▶ _DIRECTIONS FOR THIS TASK_:
Reproduce each of the following rows verbatim, line for line.

▶ _Region annotation entries_:

################

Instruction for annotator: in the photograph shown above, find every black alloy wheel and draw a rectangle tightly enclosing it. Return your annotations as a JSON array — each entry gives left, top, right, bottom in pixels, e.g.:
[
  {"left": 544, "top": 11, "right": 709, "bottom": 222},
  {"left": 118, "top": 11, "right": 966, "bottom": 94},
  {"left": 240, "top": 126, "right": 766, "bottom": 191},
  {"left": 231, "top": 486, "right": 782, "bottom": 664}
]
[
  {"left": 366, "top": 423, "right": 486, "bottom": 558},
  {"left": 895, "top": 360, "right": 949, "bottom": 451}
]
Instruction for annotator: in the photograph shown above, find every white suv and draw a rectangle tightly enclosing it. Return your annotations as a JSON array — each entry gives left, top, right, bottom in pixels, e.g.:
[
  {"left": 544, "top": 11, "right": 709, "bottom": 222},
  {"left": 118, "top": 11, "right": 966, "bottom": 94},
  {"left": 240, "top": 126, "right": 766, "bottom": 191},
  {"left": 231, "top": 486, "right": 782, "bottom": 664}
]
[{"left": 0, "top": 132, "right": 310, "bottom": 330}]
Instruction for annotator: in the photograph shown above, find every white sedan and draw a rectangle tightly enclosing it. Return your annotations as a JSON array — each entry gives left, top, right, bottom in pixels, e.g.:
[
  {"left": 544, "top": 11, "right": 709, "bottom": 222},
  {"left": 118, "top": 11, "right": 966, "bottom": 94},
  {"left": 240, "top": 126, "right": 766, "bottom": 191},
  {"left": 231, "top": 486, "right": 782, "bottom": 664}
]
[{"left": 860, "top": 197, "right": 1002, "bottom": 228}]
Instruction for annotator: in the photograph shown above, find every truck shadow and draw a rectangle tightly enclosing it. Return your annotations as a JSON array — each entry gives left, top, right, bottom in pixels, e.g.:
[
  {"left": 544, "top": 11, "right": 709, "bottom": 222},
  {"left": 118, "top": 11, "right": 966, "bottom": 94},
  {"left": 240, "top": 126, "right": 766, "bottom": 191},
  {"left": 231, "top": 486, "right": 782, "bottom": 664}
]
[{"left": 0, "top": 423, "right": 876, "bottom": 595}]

################

▶ _EXPECTED ANSWER_:
Instruction for annotator: in the photograph shown above, find every black alloy wheel and draw a rectangle tightly enclosing it. Return your annotations as a JSON array — each entry gives left, top, right, bottom in pixels, e.g.:
[
  {"left": 544, "top": 11, "right": 709, "bottom": 222},
  {"left": 118, "top": 11, "right": 966, "bottom": 94},
  {"left": 240, "top": 126, "right": 766, "bottom": 191},
  {"left": 231, "top": 486, "right": 782, "bottom": 664}
]
[
  {"left": 366, "top": 423, "right": 486, "bottom": 558},
  {"left": 895, "top": 360, "right": 949, "bottom": 451}
]
Instruction for annotator: in the photograph shown above, find every white suv and draw a rectangle tightly enclosing it. Return your annotations as a JSON array — each entry gives left, top, right, bottom in pixels, e.g.:
[
  {"left": 544, "top": 11, "right": 709, "bottom": 222},
  {"left": 118, "top": 11, "right": 966, "bottom": 94},
  {"left": 240, "top": 126, "right": 766, "bottom": 191},
  {"left": 231, "top": 486, "right": 782, "bottom": 664}
]
[{"left": 0, "top": 132, "right": 310, "bottom": 330}]
Instruction for annotator: in the photograph shown above, find every white sedan and draw a rectangle tightly enclosing it. Return your annotations as a JSON array — each entry gives left, top, right, bottom in pixels, e.g.:
[
  {"left": 544, "top": 11, "right": 709, "bottom": 222},
  {"left": 118, "top": 11, "right": 966, "bottom": 94},
  {"left": 240, "top": 126, "right": 766, "bottom": 191},
  {"left": 231, "top": 486, "right": 782, "bottom": 664}
]
[{"left": 860, "top": 197, "right": 1002, "bottom": 228}]
Instruction for annotator: in the photograph shown above, find every truck shadow and draw a rectangle tightly enclosing it. Return your annotations as a JSON array — each entry gives left, top, right, bottom in pixels, e.g.:
[
  {"left": 544, "top": 11, "right": 709, "bottom": 222},
  {"left": 118, "top": 11, "right": 966, "bottom": 94},
  {"left": 240, "top": 126, "right": 766, "bottom": 191},
  {"left": 231, "top": 486, "right": 782, "bottom": 664}
]
[{"left": 0, "top": 423, "right": 876, "bottom": 595}]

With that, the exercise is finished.